List every color the text below on the hook-leaved mallee gives for any part of the plant.

*** Text for analysis ***

Eucalyptus uncinata, commonly known as the hook-leaved mallee, is a species of mallee that is endemic to the southwest of Western Australia. It has smooth bark, lance-shaped adult leaves, flower buds arranged in groups of nine to thirteen, creamy white flowers and barrel-shaped to oval or cylindrical fruit.

==Description==
Eucalyptus uncinata is a mallee that typically grows to a height of 1-8 m and forms a lignotuber. It has smooth grey to light brown bark that is shed in short, curly strips, and sometimes a short stocking of fibrous bark near the base. Young plants and coppice regrowth have leaves in opposite pairs joined at their bases, each half-leaf egg-shaped to round, 17-55 mm long and wide. Adult leaves are the same shade of glossy green on both sides, narrow lance-shaped to lance-shaped, 65-115 mm long and 10-25 mm wide, tapering to a petiole 7-25 mm long. The flower buds are arranged in leaf axils in groups of nine, eleven or thirteen on a flattened, unbranched peduncle 3-20 mm long, the individual buds sessile or on pedicels up to 2 mm long. Mature buds are oval to spindle-shaped, 7-15 mm and 3-5 mm wide with a conical or rounded operculum about the same length as the floral cup. Flowering occurs between January and April and the flowers are creamy white. The fruit is a woody barrel-shaped, oval or cylindrical capsule 5-9 mm and 4-8 mm wide with the valves below rim level.

*** End of Text for analysis ***
*** Entries provided ***

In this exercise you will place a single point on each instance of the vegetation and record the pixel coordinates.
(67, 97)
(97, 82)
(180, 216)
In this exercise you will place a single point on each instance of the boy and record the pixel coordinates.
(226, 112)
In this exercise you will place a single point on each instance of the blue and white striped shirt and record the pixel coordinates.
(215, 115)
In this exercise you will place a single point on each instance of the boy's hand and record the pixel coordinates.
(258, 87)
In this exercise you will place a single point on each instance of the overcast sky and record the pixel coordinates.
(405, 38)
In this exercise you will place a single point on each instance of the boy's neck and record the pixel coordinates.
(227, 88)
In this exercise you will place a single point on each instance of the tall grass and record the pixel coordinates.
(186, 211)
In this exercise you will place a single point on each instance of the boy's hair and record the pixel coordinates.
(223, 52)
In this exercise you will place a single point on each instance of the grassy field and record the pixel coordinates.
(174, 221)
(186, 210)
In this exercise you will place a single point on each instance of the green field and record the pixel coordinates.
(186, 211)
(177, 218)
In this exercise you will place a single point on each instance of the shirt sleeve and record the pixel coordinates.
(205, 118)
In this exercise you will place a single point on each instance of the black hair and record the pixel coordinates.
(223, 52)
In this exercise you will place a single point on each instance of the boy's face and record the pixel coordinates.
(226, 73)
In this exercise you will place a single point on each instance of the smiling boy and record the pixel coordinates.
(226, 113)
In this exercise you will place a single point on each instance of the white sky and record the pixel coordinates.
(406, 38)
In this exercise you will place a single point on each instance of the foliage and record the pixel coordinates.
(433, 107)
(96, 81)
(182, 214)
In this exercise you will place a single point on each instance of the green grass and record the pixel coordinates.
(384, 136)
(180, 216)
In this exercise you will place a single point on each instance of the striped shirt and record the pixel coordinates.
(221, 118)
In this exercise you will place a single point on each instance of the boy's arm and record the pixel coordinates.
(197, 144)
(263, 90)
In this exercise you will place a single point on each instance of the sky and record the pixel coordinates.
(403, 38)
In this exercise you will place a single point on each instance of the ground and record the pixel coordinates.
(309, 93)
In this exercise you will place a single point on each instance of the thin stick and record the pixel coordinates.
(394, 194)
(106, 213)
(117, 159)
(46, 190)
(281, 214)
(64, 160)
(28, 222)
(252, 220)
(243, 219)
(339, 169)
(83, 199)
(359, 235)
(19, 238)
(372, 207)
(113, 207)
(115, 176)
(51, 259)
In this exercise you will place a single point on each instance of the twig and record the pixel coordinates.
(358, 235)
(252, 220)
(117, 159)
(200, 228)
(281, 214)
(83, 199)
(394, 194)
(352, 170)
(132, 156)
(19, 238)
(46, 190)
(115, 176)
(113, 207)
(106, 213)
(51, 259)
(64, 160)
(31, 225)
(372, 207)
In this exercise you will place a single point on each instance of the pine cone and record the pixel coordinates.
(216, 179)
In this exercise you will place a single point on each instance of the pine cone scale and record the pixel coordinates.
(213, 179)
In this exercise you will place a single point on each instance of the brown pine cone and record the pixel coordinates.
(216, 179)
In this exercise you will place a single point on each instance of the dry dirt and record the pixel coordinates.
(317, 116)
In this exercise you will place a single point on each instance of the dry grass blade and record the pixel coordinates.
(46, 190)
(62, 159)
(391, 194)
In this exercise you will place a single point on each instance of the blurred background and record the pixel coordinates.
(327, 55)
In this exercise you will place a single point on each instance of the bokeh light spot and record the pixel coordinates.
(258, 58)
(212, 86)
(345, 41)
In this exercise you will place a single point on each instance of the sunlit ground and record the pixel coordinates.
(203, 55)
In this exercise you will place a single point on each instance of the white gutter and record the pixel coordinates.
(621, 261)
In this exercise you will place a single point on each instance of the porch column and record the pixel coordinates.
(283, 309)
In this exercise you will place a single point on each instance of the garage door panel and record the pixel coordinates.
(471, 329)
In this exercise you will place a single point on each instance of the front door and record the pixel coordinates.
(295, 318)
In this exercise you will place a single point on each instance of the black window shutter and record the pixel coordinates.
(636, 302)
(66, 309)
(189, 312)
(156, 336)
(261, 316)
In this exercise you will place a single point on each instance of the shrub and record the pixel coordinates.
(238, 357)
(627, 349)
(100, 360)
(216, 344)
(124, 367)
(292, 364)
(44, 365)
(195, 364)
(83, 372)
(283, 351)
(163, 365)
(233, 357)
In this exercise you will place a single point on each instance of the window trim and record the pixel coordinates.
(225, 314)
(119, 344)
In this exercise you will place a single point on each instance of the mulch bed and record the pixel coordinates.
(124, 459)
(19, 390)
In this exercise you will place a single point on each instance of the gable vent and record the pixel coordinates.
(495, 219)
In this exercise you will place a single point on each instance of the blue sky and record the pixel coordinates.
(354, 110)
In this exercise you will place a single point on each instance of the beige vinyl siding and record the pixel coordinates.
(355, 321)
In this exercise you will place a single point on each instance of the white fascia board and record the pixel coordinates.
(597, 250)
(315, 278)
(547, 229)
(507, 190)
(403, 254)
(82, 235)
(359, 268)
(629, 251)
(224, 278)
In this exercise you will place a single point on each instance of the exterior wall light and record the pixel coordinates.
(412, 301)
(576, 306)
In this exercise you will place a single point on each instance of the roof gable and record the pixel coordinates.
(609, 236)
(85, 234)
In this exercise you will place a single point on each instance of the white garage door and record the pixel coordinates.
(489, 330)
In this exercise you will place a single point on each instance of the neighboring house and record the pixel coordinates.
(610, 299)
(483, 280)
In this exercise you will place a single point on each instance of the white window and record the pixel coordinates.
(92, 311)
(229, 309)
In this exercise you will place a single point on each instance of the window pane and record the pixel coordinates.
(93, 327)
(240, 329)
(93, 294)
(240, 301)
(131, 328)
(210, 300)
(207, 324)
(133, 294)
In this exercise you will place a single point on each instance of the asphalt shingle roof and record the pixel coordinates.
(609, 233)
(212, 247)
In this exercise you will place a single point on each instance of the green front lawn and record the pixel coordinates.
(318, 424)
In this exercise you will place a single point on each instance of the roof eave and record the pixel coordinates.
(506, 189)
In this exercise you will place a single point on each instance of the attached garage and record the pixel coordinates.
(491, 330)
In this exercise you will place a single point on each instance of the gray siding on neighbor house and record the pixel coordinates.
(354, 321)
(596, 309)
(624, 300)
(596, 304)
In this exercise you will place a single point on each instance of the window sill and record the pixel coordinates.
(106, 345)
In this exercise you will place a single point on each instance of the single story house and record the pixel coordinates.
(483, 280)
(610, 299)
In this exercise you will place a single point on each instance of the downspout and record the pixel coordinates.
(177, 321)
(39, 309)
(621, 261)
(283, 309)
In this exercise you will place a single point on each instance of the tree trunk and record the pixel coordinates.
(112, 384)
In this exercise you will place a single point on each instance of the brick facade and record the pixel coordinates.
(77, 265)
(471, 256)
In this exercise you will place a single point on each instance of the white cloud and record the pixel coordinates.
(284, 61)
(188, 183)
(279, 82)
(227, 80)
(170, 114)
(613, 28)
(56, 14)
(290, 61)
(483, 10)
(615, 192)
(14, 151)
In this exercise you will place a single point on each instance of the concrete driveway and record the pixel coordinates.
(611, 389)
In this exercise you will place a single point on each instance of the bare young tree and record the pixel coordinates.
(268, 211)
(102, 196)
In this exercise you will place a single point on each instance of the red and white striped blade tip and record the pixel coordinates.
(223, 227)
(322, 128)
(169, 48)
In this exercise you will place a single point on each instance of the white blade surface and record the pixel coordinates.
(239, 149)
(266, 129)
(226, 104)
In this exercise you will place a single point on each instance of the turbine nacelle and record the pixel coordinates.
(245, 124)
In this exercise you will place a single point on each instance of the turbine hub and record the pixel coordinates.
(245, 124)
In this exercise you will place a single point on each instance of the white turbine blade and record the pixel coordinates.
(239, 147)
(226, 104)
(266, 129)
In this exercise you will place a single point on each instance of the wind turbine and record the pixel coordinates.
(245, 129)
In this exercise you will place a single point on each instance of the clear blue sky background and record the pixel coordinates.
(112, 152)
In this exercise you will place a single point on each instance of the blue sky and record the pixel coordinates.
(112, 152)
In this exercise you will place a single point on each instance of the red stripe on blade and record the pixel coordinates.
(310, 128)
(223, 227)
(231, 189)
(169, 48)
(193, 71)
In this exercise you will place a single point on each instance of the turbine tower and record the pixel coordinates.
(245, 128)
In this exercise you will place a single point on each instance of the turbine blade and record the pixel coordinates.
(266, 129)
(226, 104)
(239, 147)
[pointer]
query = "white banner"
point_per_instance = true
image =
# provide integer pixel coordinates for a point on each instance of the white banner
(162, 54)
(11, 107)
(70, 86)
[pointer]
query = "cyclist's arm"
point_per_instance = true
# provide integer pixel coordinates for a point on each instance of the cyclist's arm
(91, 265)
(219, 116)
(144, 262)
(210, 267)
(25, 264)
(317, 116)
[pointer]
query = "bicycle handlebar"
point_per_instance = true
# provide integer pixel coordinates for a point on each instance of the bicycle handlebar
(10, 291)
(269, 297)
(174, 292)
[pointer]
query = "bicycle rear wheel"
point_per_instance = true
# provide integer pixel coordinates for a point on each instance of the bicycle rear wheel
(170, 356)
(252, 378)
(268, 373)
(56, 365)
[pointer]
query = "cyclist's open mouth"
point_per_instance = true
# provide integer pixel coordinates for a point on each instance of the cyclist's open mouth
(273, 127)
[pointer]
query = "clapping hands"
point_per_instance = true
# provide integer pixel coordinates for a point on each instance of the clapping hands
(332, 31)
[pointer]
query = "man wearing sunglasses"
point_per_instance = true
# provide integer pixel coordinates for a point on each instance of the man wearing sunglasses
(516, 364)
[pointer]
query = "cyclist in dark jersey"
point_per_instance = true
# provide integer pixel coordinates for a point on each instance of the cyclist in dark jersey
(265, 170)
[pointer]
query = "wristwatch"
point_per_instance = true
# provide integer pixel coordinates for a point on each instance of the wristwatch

*** End of Entries provided ***

## Written reply
- grey (bark)
- light brown (bark)
- glossy green (adult leaves)
- creamy white (flowers)